### [Material provided]

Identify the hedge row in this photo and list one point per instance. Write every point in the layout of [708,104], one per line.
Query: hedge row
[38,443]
...
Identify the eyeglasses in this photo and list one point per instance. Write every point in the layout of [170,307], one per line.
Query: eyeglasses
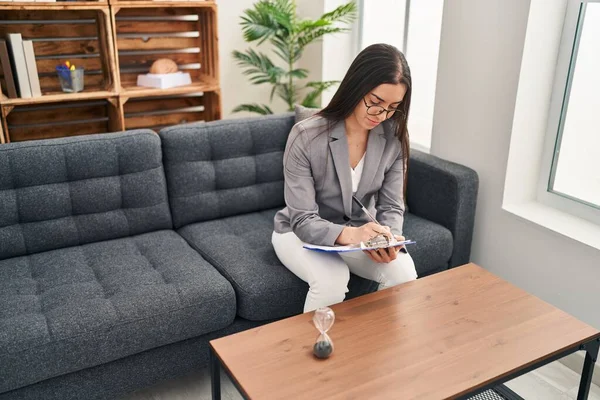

### [Brief]
Arrange the listing lines as a numbered list, from the line with "Identify the eyeglasses" up to and including the line with "Query: eyeglasses", leaving out any blank lines.

### [Answer to this problem]
1. Identify the eyeglasses in this photo and list one point per instance. Write every point in the layout of [170,307], one per line.
2. Query: eyeglasses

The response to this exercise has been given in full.